WHAT YOU SHOULD DO: Reproduce exactly the lines from the top of the records below through the line holding "positive clicks: (413, 189)".
───── EXERCISE DATA ─────
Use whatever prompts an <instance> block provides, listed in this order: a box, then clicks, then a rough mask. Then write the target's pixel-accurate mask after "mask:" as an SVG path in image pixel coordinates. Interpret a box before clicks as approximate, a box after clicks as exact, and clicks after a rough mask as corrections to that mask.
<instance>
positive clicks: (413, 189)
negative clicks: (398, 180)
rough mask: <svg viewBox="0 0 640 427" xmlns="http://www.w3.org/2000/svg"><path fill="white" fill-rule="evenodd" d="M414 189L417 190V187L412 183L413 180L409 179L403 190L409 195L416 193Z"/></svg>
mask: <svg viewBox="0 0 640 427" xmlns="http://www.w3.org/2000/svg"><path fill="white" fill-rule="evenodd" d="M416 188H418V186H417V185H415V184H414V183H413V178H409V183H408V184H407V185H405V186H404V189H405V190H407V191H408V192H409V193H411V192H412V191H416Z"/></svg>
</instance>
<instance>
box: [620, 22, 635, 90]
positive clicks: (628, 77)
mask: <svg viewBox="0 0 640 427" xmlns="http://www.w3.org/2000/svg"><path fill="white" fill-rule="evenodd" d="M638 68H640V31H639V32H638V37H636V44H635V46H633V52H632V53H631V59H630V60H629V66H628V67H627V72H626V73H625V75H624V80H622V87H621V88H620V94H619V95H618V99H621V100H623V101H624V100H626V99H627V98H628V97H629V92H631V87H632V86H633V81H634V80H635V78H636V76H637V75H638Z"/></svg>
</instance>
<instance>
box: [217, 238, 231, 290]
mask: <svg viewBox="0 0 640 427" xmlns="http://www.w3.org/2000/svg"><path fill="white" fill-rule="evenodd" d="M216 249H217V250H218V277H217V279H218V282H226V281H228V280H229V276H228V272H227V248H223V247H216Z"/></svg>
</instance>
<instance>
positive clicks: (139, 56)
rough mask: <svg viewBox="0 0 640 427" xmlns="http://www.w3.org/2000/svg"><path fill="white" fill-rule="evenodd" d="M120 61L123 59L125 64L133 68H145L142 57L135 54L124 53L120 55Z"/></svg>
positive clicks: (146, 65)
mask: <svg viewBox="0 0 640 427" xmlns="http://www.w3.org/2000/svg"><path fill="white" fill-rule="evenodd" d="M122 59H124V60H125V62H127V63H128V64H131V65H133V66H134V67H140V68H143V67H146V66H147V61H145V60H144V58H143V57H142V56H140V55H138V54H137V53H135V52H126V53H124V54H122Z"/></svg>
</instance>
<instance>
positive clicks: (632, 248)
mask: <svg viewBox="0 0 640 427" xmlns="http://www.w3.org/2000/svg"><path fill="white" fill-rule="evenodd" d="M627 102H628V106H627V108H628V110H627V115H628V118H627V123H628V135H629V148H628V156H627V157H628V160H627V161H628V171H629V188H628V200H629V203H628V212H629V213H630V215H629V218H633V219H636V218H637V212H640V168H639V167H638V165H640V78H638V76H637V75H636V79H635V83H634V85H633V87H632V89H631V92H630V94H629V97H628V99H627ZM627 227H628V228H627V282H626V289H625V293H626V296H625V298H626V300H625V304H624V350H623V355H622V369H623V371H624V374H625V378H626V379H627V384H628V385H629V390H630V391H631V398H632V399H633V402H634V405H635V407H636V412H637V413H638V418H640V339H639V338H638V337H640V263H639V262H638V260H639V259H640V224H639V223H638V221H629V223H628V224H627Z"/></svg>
─────
SOLUTION TO THIS TASK:
Use whatever prompts an <instance> block provides, listed in this order: a box, then clicks, then a rough mask. Then write the target's pixel-accurate mask after "mask:" as an SVG path in image pixel coordinates. Interpret a box before clicks as approximate, a box after clicks as exact, and clicks after a rough mask as corrections to that mask.
<instance>
positive clicks: (413, 189)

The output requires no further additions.